Write the line that includes "of the door" and all subsequent lines, exactly as written, and nothing more.
──────
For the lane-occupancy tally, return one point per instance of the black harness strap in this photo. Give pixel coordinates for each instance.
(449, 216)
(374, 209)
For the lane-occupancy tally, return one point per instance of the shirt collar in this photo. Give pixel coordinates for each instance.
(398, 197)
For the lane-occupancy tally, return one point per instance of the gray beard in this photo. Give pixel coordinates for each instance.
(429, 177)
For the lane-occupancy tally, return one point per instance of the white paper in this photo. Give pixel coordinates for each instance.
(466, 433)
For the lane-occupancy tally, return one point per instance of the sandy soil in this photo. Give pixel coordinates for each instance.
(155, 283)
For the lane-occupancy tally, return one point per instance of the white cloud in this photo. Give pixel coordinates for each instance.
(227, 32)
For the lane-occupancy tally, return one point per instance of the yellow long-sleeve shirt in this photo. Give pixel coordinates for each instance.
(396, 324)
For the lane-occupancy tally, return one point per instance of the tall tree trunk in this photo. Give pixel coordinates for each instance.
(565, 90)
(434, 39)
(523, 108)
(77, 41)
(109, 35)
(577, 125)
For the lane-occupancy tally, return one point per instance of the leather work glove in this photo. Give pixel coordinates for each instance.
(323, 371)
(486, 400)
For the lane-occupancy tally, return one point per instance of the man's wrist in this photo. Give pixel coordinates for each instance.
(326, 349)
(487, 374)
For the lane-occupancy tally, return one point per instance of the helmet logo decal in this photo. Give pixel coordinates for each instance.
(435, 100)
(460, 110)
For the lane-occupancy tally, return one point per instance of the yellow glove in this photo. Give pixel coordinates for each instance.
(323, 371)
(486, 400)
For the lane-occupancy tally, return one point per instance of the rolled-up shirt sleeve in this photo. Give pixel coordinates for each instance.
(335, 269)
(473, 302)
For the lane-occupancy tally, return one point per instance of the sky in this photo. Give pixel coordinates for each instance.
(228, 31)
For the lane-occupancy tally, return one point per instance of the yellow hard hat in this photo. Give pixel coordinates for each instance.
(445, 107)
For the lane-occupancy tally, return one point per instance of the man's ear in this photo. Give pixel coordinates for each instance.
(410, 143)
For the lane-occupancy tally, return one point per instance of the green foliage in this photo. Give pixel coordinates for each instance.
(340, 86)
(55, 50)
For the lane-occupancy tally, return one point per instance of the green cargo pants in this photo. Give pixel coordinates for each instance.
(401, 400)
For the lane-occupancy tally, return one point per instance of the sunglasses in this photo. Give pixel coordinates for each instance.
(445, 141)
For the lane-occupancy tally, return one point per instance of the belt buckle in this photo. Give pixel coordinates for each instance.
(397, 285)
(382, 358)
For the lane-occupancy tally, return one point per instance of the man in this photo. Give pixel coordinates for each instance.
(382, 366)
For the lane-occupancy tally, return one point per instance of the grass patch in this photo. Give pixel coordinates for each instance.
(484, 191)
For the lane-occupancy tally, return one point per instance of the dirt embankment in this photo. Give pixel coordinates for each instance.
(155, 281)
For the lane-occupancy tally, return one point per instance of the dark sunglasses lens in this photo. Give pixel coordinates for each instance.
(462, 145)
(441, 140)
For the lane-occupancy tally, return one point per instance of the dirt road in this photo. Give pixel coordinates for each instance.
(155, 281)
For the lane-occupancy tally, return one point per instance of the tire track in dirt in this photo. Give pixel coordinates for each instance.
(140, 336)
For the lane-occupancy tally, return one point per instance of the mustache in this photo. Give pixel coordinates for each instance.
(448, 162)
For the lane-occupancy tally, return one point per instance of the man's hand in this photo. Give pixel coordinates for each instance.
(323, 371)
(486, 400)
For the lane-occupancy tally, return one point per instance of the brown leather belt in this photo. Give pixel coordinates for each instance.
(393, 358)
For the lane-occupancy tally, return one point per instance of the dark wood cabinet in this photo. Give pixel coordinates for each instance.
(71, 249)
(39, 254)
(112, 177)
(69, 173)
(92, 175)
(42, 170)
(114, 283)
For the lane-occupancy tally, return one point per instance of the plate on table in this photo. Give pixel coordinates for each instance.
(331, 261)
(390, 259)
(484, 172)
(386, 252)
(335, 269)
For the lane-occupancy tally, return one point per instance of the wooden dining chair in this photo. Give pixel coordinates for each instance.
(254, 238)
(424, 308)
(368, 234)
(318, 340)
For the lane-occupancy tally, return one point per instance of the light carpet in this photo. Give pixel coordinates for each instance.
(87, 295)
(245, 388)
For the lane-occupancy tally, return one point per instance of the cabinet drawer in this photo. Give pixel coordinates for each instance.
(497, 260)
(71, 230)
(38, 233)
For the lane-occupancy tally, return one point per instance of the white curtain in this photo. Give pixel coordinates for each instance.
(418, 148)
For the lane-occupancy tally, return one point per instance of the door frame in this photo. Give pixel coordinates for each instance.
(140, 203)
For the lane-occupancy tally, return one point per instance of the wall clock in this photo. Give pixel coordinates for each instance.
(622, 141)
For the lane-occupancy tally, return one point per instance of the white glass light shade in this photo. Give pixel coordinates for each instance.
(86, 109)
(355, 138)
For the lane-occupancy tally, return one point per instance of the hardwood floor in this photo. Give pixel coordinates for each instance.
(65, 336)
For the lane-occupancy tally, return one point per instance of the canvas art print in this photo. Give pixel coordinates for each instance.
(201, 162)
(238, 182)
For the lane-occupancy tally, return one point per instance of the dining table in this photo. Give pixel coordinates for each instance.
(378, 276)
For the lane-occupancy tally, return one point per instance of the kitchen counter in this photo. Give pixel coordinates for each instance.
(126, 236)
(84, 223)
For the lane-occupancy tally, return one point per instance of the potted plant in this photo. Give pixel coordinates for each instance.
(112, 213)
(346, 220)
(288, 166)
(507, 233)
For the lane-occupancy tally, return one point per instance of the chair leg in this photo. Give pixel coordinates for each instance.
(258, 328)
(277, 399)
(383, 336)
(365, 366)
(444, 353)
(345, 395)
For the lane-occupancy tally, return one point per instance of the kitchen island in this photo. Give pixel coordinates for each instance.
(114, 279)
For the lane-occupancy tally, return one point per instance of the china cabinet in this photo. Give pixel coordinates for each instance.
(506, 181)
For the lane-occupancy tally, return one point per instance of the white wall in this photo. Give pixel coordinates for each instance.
──────
__ANSWER TO THE PROBLEM__:
For the lane-occupancy tally, return one point per instance of the door frame in this photo. Give pixel coordinates for each instance.
(140, 203)
For the lane-occupancy tally, return one point per instance of the wall clock in this photo. Give pixel coordinates for each instance.
(622, 141)
For the lane-occupancy tally, return one point per instance of the white glass light shade in this photo. Give pixel coordinates for each instance.
(86, 109)
(355, 138)
For the lane-occupancy tally, return one point per instance of the hardwood floor in this photo. Give pixel coordinates for each instance.
(65, 336)
For the lane-occupancy tally, return one point per instance of the canvas art print in this photo. Give pixel coordinates for each instance.
(201, 162)
(238, 182)
For the lane-occupancy tally, return one point per instance of the dining table in this photo. Give pixel coordinates for each instance.
(378, 276)
For the lane-occupancy tally, return one point per instance of the kitchen counter in this photo. Give pixel coordinates for each instance.
(126, 236)
(84, 223)
For the lane-occupancy tally, return one point per instance of the potted plant in this photo. Give pixel coordinates for each instance.
(112, 213)
(346, 220)
(288, 166)
(507, 233)
For the lane-occupancy tally, return one point per instance of the chair leg in this photo. Give pixel coordinates for each instance.
(258, 328)
(277, 399)
(383, 336)
(365, 366)
(444, 353)
(345, 395)
For the lane-occupancy tally, return one point per instance of the kitchen island in this photo. Give pixel coordinates for each instance.
(114, 279)
For the lane-occupancy tally, return one point per instance of the china cabinet in this photo. Give pixel coordinates for each instance.
(506, 181)
For the lane-occupancy tally, return one point per instance of the white wall in this photo. Give pixel coordinates for each instance.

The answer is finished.